▶ _Task description_
Repeat word for word the part of the passage below on the film festival selections, from "Ted Rosean, Loras" to "adventures creating it.".

▶ _Excerpted passage_
···

Ted Rosean, Loras media producer, created a narrative series, Limelight, which was selected for screening at the Julien Dubuque International Film Festival that began in downtown Dubuque today. Limelight, shot entirely in Dubuque, is a web series about three unpopular friends in a small town who have an idea for a very bad movie and their adventures creating it.
Matthew Resnick, (’15) (Dubuque, Iowa), also had his narrative short film, Flower Girl, selected for the same Short Film Series in Dubuque. Flower Girl, a film that tells the story of a young mental patient who escapes the dismal reality of her confinement through her imagination, was additionally selected for screening at the Cedar Rapids Independent Film Festival, which took place April 5-6 at the Collins Road Cinema in Marion, Iowa, along with films by three other Media Studies students.

···

▶ _Extracted information_

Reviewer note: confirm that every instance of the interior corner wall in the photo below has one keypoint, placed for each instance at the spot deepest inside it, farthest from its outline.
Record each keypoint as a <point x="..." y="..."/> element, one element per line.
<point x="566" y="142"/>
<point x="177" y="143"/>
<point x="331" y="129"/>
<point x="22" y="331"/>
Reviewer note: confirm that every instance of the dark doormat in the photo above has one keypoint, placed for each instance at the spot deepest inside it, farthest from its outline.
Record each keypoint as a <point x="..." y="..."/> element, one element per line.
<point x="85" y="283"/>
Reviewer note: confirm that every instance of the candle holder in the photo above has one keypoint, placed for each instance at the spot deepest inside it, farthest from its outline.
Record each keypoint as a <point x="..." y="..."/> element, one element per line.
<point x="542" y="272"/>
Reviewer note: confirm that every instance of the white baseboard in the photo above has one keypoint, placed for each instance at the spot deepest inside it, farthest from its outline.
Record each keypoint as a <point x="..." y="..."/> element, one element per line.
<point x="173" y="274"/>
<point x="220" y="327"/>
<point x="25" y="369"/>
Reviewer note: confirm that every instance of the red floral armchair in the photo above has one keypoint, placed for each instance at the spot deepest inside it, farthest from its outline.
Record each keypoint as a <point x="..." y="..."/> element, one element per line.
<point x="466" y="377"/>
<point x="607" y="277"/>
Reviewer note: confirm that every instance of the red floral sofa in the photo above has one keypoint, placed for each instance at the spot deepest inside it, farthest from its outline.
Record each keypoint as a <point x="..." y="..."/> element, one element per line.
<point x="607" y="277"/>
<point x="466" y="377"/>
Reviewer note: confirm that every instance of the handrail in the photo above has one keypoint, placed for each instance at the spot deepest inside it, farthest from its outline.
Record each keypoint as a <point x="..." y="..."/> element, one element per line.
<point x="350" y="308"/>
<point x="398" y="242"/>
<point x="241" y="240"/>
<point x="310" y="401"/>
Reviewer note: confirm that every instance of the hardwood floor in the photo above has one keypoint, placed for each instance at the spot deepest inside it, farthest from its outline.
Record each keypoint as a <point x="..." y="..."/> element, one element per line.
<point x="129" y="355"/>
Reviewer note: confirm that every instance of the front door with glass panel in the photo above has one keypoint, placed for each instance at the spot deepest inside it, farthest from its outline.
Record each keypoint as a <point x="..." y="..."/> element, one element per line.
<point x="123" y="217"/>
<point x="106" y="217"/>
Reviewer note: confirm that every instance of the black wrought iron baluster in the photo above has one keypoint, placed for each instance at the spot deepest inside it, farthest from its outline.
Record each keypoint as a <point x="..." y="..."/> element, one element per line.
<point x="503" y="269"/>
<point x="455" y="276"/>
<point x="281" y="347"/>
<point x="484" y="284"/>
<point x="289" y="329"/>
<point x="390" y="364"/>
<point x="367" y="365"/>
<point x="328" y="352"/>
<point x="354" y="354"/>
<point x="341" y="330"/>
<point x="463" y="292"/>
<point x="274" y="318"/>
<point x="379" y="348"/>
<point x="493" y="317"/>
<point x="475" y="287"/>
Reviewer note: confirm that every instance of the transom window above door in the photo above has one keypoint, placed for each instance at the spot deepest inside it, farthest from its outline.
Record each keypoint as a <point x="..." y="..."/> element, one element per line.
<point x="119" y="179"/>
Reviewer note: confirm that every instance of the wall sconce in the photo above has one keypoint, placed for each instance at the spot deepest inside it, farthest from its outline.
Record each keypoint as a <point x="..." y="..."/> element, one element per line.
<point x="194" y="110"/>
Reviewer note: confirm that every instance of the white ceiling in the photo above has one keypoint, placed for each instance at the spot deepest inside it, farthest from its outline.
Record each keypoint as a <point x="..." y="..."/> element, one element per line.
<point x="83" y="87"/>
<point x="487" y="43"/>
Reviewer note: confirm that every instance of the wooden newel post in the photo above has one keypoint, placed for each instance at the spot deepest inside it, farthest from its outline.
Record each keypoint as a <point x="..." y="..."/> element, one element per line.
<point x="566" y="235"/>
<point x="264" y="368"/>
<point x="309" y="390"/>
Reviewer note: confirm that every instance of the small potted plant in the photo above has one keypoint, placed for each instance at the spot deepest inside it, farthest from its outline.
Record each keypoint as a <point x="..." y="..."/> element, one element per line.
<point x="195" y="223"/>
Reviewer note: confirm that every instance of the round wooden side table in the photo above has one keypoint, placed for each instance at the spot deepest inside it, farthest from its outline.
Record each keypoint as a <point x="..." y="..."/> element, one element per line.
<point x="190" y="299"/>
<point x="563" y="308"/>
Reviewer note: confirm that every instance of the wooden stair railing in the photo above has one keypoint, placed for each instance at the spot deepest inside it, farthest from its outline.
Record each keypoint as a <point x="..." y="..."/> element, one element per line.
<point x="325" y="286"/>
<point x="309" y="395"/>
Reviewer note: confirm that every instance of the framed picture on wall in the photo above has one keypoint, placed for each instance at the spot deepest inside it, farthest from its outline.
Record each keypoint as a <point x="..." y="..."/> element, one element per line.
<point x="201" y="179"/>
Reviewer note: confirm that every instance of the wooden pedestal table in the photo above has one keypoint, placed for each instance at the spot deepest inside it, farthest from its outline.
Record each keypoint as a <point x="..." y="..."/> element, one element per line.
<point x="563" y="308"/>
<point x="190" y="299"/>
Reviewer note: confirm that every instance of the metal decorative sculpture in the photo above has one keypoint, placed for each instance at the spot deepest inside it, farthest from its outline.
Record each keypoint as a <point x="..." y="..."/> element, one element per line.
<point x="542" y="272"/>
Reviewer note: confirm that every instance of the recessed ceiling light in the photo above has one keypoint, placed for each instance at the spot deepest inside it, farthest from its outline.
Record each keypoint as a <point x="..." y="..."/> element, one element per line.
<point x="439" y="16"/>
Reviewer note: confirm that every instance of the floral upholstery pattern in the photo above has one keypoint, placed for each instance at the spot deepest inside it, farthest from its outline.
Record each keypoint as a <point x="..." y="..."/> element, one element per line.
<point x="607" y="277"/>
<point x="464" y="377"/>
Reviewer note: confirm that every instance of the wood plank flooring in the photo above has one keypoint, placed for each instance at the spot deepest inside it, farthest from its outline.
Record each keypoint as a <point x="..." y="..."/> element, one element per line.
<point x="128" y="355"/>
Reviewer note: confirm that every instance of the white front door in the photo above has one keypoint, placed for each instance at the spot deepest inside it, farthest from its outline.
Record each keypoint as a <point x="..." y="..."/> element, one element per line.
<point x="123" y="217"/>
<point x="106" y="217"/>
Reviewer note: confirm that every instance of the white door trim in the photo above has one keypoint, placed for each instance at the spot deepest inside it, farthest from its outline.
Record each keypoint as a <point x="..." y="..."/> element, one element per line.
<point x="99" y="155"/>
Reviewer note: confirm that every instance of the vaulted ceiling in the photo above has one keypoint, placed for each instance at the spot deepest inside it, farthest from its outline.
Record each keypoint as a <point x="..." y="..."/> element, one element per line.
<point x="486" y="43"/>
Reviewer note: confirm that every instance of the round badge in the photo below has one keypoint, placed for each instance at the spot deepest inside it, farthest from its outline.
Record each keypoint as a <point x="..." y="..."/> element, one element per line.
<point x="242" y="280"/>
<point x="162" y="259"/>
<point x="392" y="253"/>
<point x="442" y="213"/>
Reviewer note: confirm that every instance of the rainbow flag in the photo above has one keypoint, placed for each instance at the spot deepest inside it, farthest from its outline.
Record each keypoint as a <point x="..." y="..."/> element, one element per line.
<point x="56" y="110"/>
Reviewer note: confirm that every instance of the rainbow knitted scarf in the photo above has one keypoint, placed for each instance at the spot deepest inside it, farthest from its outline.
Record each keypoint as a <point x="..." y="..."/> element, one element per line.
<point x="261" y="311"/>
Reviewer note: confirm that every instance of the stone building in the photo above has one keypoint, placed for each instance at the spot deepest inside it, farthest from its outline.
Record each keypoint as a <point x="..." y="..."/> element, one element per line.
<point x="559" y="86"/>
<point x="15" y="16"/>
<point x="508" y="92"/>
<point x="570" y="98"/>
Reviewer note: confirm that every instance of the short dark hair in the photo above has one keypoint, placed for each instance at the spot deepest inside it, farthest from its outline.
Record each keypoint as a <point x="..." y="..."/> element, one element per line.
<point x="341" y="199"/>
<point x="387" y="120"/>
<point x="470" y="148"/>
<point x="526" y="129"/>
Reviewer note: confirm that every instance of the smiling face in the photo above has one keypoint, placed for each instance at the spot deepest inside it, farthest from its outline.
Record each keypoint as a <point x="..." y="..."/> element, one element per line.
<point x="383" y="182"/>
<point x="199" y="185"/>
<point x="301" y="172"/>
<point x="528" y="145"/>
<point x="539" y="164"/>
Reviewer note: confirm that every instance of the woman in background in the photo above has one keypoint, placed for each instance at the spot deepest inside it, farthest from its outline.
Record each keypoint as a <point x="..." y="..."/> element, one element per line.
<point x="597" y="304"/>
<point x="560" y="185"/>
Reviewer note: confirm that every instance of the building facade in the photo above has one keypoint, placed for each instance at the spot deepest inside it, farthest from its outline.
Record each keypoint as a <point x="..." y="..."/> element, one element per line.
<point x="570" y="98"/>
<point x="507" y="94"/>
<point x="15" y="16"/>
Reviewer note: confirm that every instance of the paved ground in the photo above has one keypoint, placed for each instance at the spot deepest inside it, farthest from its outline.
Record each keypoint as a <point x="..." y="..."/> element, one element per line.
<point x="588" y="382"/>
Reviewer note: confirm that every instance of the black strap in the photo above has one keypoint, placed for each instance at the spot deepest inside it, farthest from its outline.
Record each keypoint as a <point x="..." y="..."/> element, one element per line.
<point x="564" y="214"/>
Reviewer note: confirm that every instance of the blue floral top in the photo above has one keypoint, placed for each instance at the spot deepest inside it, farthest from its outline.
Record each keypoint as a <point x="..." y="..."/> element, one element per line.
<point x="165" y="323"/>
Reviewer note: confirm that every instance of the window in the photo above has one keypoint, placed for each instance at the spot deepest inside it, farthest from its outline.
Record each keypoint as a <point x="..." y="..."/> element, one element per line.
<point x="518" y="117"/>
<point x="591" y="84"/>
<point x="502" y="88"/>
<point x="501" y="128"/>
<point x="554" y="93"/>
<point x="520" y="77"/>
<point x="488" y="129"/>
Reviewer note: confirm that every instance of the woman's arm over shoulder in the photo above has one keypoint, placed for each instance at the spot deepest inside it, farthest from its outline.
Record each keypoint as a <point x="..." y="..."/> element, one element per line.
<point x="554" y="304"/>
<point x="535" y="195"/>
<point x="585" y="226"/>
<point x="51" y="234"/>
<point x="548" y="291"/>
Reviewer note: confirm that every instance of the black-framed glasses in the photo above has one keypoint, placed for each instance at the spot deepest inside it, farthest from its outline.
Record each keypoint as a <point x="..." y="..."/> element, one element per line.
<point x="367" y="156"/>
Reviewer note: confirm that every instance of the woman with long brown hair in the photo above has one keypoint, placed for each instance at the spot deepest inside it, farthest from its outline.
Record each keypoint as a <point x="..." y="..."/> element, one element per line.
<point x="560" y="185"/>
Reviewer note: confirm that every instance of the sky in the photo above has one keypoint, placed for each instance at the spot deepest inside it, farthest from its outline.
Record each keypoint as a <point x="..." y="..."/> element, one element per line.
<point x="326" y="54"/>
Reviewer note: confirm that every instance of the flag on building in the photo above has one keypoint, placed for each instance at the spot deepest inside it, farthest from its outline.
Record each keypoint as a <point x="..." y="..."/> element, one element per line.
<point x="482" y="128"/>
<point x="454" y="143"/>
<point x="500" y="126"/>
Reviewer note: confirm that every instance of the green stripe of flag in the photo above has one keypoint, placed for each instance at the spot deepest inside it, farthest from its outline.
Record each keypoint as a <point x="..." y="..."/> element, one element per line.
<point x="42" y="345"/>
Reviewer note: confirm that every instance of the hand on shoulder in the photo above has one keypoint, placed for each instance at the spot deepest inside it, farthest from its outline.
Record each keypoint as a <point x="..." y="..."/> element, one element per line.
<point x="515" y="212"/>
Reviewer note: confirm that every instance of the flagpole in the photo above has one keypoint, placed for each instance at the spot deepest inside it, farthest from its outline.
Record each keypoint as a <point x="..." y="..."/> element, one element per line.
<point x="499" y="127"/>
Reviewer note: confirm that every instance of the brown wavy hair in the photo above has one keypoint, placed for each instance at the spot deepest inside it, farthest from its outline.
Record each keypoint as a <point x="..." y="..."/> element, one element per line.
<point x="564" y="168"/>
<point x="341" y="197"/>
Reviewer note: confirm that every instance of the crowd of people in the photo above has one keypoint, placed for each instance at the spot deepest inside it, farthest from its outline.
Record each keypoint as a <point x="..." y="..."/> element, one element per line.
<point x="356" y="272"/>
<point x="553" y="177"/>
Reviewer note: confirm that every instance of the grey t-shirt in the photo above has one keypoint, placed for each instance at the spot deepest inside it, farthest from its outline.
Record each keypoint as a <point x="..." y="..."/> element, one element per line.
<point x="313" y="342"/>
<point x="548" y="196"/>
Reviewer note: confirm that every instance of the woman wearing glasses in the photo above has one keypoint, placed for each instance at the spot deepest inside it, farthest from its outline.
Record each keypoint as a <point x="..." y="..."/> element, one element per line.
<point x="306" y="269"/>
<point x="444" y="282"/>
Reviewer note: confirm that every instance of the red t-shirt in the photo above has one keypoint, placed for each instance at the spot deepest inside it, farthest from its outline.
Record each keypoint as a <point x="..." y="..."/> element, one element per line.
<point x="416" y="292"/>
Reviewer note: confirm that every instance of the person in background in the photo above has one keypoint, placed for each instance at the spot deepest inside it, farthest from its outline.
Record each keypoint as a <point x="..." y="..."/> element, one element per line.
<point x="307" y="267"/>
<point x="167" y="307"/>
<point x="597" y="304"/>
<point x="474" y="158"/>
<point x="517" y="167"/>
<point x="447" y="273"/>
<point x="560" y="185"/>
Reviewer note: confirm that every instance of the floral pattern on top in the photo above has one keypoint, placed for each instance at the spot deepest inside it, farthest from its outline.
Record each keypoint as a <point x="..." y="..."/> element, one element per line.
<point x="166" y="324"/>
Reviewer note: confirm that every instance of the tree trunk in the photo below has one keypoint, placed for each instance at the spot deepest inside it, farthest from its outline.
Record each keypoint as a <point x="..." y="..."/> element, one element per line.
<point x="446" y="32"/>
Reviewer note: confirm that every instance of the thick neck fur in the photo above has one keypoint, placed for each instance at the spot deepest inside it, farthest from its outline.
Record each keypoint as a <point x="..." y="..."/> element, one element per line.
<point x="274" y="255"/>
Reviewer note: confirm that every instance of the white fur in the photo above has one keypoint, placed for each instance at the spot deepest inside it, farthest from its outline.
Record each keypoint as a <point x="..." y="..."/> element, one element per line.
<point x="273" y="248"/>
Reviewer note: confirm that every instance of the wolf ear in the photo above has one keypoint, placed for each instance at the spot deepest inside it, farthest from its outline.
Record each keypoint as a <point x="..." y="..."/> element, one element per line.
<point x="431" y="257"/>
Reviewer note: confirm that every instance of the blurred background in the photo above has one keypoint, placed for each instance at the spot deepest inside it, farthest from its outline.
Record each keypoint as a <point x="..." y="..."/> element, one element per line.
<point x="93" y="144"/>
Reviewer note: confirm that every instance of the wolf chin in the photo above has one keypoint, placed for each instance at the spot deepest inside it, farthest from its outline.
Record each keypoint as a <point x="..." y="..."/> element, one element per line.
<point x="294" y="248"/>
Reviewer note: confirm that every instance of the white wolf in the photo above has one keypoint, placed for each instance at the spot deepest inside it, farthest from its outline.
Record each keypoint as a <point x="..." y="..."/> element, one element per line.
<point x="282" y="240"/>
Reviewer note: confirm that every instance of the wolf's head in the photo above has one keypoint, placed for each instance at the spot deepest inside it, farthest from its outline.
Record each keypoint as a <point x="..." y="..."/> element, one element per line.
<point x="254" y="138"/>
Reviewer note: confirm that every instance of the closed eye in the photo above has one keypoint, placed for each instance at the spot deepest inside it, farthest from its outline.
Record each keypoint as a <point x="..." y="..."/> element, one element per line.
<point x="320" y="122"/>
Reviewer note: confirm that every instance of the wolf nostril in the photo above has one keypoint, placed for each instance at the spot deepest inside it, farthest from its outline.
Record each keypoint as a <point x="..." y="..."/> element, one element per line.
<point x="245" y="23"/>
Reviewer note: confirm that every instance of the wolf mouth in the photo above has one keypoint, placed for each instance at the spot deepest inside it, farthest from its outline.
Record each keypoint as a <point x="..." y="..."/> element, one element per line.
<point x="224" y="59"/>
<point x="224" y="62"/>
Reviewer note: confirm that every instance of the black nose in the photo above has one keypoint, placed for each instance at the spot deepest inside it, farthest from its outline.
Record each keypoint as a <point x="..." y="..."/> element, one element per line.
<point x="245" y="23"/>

···

▶ _Task answer_
Ted Rosean, Loras media producer, created a narrative series, Limelight, which was selected for screening at the Julien Dubuque International Film Festival that began in downtown Dubuque today. Limelight, shot entirely in Dubuque, is a web series about three unpopular friends in a small town who have an idea for a very bad movie and their adventures creating it.